## [What you are asked to do]
Go through the records and report each line in which the word "floor" occurs.
---- Records supplied
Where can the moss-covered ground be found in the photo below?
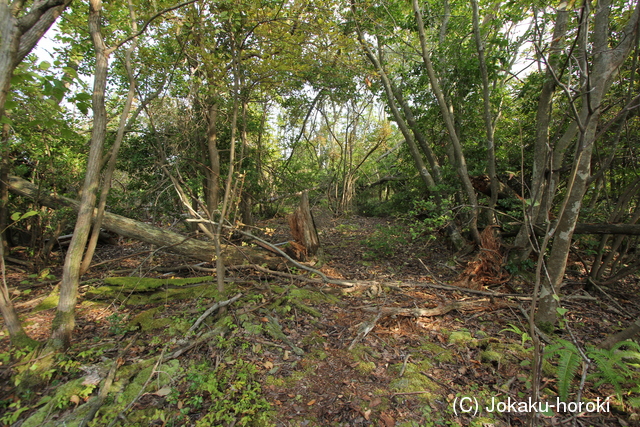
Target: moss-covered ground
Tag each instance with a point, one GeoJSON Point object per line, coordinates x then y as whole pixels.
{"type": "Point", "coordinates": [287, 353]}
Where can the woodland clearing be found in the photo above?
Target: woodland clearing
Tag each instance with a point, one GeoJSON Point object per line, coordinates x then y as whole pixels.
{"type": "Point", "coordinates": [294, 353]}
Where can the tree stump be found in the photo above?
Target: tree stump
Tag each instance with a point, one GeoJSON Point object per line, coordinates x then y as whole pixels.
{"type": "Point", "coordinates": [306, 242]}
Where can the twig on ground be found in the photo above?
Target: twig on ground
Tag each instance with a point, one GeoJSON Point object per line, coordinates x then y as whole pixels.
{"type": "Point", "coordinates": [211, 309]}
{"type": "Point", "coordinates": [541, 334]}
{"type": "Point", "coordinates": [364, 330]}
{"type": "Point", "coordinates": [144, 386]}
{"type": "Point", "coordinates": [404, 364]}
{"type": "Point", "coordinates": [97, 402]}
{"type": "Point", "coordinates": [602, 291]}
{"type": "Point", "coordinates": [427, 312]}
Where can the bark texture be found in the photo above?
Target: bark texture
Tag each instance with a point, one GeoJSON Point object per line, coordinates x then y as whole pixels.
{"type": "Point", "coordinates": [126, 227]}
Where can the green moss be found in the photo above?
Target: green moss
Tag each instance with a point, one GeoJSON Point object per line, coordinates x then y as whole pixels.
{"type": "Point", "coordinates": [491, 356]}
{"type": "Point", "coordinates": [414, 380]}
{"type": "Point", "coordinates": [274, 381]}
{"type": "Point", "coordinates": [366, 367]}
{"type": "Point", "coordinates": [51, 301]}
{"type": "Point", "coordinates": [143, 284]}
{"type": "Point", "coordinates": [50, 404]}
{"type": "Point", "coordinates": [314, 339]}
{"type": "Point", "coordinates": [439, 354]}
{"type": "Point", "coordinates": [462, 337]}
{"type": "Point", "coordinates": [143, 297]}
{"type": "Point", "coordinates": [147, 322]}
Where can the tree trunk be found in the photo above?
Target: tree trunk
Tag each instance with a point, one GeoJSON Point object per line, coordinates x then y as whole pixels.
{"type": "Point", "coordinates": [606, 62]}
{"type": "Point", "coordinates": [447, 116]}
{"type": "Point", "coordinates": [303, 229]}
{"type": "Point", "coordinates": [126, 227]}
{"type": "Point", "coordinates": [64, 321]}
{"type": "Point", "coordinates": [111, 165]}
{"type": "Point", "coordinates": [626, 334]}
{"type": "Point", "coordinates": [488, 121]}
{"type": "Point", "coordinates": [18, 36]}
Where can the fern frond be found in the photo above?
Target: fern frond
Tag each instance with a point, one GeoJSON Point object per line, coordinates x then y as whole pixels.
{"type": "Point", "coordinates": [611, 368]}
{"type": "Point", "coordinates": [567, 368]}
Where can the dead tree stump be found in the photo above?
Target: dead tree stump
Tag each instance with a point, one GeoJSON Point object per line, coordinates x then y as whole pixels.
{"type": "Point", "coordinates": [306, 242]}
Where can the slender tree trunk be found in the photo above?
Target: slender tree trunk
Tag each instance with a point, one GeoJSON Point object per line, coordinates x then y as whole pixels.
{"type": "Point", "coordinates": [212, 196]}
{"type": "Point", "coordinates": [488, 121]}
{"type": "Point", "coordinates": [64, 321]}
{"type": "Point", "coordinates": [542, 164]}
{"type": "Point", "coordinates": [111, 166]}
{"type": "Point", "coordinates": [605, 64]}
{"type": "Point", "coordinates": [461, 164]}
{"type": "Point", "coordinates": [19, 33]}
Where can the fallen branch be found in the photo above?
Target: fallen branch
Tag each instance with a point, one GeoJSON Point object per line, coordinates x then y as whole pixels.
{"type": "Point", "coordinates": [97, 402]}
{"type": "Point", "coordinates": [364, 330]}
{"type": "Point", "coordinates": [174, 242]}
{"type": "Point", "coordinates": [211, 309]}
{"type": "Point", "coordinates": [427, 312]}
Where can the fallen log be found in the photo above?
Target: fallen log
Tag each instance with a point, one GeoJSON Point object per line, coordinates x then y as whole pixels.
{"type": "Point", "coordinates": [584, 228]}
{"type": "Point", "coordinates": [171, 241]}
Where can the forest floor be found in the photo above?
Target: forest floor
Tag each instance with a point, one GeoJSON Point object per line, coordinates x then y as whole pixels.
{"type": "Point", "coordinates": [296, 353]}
--------
---- Records supplied
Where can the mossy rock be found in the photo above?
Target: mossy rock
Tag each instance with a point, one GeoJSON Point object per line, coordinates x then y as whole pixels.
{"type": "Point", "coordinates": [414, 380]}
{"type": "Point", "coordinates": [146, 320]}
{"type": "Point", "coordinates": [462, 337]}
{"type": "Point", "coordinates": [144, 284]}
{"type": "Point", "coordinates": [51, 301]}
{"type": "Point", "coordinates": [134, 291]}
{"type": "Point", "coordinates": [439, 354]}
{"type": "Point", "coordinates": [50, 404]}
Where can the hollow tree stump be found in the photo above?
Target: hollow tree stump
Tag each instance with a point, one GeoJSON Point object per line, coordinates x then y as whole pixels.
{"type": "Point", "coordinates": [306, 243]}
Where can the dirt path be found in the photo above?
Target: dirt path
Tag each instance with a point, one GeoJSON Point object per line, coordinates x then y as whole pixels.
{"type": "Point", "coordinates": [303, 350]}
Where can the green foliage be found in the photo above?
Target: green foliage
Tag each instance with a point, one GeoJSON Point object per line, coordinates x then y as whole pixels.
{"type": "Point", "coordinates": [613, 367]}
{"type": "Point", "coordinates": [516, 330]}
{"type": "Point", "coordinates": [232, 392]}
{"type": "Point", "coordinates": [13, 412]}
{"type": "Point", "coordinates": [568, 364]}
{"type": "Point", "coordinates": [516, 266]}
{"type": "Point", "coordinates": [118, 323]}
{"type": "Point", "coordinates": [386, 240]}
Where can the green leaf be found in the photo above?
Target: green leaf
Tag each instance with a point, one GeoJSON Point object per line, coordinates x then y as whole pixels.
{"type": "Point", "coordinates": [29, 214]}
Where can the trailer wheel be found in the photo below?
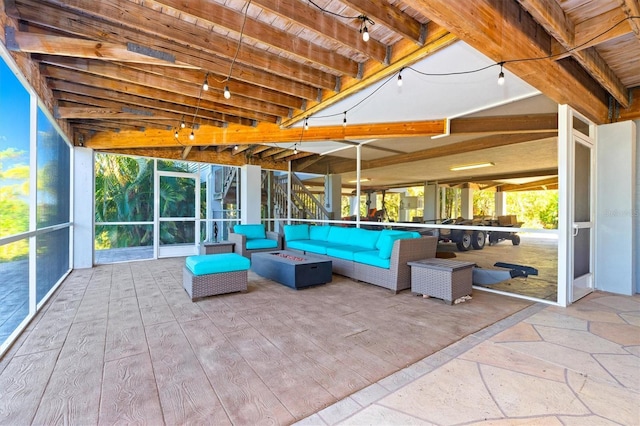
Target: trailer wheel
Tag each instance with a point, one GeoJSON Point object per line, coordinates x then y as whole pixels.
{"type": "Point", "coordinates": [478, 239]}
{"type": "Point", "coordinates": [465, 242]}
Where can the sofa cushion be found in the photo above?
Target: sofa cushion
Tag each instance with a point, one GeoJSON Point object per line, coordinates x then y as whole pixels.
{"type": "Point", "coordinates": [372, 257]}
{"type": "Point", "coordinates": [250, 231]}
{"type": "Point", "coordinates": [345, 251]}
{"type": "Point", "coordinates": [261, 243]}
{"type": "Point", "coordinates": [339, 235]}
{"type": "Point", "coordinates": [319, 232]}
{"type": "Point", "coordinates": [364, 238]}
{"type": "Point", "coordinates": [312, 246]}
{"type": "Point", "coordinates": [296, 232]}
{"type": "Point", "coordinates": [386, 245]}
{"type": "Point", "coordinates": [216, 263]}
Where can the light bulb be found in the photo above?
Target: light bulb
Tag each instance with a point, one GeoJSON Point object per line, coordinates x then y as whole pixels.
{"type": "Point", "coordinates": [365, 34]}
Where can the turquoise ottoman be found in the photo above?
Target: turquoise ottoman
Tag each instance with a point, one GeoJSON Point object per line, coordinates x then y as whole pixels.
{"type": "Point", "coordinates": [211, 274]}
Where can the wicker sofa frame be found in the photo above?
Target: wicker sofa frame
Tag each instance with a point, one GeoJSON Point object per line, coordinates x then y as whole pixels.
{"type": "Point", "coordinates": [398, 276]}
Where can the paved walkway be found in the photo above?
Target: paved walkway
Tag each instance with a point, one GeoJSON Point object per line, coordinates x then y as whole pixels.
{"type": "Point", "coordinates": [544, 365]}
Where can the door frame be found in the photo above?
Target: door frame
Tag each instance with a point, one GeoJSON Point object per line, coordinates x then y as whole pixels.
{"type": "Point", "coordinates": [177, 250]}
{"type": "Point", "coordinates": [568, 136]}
--------
## [Written solution]
Where can the forest floor be found in the photo above?
Target: forest floor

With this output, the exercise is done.